(Some entries)
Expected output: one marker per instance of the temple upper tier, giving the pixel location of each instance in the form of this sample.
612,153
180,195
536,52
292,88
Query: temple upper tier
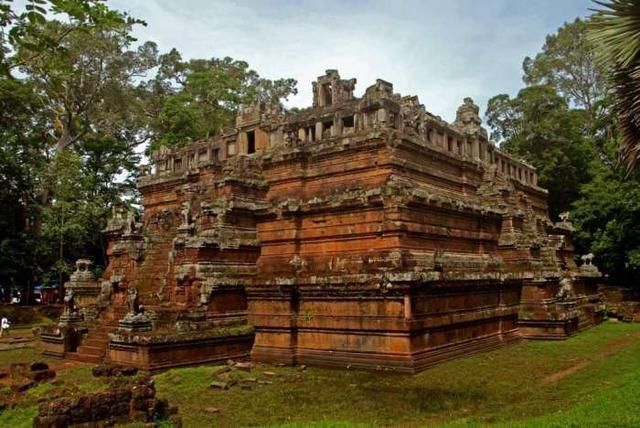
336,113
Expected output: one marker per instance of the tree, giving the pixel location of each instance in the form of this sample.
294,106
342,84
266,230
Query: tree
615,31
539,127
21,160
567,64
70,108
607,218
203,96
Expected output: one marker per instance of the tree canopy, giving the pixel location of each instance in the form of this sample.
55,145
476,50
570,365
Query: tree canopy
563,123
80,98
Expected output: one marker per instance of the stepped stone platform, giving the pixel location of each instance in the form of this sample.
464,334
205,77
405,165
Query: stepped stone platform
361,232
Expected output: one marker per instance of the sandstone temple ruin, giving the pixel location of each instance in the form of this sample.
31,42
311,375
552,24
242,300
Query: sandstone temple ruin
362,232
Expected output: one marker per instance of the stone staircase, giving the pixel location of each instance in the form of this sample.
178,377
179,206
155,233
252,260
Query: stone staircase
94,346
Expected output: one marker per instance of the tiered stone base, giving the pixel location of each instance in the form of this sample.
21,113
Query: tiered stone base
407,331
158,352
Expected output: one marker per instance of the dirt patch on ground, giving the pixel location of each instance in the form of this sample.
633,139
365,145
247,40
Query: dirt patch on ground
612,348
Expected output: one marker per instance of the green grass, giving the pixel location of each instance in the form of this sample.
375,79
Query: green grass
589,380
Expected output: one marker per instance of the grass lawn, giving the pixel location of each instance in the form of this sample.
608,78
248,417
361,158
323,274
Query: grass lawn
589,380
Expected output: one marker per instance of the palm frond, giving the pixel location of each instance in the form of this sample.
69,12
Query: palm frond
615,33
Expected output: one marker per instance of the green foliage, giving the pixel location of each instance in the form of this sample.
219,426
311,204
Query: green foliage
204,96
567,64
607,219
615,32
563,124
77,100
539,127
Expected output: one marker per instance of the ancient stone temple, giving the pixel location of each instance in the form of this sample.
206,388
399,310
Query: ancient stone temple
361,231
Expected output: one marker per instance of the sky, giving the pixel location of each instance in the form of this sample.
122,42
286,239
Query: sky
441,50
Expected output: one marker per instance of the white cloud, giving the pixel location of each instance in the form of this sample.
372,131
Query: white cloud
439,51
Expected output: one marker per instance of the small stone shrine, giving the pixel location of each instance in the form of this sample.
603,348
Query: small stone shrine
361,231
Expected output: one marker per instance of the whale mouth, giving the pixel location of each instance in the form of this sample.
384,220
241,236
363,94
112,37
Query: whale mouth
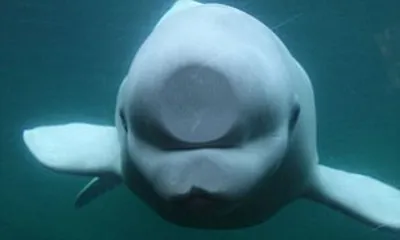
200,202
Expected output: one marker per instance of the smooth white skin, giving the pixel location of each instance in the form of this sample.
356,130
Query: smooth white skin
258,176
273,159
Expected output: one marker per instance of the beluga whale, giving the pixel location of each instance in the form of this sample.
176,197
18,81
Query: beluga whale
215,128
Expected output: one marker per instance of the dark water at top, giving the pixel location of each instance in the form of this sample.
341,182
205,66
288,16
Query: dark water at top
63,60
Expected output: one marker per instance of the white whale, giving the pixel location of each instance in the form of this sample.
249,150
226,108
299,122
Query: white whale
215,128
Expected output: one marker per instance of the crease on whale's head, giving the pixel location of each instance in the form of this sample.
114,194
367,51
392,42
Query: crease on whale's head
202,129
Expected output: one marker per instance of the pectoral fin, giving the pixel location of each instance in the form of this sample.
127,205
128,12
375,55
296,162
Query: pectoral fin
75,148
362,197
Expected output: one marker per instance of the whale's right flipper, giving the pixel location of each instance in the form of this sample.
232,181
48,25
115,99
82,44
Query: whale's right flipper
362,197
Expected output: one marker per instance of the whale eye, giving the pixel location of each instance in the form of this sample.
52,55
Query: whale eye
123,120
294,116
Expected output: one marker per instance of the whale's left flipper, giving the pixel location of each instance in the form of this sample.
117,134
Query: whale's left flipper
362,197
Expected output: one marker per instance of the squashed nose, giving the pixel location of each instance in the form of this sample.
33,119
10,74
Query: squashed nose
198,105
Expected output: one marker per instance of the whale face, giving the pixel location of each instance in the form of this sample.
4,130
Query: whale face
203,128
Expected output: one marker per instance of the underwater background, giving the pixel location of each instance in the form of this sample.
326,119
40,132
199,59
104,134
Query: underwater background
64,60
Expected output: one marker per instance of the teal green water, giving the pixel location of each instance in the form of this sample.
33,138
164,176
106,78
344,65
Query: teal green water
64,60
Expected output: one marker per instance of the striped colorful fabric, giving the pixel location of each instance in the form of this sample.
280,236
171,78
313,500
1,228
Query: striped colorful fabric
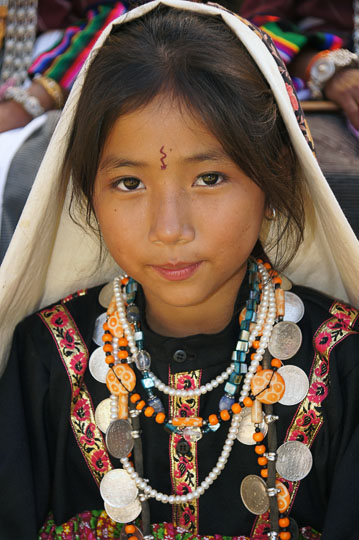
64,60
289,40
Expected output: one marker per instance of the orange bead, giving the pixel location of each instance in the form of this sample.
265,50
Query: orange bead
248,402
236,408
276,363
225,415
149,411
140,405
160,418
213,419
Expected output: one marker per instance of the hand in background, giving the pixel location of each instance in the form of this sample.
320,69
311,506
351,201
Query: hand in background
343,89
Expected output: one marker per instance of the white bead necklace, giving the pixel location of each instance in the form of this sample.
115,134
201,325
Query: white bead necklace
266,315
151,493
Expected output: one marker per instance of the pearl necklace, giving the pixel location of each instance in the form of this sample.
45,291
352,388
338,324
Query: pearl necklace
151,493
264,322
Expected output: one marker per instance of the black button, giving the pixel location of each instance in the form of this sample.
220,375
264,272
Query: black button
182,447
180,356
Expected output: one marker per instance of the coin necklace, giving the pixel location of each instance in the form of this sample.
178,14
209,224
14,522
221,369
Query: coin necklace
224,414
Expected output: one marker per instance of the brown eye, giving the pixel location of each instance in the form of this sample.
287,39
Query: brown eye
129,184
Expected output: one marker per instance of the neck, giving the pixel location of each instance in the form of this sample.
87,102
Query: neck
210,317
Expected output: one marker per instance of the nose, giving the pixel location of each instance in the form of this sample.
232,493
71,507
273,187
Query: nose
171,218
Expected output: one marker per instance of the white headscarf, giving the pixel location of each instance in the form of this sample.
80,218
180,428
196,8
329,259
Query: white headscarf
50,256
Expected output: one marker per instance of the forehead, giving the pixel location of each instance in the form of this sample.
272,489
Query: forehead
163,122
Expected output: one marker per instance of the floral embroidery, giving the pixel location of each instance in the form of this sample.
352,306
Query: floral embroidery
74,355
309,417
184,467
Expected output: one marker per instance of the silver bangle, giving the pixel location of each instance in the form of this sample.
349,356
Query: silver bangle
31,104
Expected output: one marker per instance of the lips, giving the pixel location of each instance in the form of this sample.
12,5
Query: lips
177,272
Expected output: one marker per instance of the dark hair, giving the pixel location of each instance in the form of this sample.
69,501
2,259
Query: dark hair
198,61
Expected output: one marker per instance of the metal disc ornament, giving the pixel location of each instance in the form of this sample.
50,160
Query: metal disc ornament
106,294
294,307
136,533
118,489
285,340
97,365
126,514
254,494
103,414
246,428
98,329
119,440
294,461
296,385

---

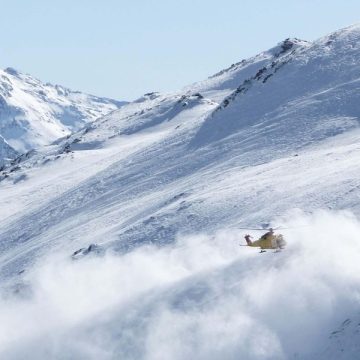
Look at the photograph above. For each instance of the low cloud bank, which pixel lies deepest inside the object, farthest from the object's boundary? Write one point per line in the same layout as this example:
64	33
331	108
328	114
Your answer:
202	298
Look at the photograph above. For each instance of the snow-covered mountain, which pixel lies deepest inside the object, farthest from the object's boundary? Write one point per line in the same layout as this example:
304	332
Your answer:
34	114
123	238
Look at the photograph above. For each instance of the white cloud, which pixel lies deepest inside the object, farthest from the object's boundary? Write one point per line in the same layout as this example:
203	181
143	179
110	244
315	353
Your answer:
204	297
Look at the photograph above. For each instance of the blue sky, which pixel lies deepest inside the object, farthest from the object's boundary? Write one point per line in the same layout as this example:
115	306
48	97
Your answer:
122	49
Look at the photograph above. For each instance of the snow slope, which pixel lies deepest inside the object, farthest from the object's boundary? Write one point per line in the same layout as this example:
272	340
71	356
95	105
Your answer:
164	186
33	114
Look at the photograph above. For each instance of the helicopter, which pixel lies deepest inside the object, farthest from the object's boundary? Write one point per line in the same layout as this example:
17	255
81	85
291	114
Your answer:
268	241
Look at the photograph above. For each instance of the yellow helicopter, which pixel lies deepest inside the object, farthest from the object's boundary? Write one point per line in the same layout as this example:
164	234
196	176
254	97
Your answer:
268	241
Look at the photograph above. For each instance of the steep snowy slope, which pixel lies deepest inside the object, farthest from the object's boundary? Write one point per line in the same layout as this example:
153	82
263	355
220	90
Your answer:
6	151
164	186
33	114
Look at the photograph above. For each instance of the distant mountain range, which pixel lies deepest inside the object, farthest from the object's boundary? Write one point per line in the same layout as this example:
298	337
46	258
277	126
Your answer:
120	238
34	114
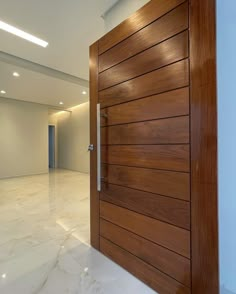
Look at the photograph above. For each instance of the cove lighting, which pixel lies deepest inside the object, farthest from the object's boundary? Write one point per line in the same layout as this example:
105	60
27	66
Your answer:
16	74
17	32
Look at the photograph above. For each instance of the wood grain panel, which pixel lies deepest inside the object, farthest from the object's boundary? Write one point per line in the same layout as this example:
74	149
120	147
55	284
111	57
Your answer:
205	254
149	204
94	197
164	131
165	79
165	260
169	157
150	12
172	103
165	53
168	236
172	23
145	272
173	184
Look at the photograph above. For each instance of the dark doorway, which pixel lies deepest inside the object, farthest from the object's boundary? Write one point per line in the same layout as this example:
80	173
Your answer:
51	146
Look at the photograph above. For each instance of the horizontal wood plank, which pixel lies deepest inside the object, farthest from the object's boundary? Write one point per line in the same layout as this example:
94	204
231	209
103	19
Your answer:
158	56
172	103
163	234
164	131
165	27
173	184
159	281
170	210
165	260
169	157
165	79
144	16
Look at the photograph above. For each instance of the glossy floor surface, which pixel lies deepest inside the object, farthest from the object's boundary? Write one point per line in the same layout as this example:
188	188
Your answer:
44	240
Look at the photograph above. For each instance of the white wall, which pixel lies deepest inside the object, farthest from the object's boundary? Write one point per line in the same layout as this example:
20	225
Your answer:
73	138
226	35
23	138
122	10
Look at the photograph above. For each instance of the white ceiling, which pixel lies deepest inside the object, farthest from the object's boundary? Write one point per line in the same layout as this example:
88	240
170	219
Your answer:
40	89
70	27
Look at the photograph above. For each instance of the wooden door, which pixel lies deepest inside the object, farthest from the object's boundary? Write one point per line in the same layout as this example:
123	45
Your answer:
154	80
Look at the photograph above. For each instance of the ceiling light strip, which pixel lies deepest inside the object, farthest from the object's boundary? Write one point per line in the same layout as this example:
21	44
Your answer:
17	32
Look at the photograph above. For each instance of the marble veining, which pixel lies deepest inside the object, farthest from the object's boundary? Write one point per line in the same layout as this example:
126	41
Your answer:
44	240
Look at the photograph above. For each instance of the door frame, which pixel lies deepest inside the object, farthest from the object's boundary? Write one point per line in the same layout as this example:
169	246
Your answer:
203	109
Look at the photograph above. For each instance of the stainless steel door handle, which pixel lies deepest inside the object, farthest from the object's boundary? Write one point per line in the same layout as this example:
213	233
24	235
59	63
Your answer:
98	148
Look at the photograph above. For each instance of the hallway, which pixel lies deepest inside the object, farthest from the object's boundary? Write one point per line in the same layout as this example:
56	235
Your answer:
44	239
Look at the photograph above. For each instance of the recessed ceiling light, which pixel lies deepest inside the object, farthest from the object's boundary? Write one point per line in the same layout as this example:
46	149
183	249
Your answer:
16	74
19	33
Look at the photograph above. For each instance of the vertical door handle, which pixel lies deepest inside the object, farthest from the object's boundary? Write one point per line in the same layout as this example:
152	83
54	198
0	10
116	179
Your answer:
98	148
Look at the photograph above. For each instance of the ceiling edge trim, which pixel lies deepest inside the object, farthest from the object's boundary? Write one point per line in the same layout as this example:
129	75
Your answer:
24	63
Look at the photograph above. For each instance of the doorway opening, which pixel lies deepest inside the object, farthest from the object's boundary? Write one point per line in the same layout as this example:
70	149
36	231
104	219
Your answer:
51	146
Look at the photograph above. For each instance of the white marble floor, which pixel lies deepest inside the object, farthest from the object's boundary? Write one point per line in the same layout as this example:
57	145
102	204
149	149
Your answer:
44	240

* **What you should do**:
Tally the lines in the entries above that contain the word "mouth", and give only that number.

* **Exercise response**:
2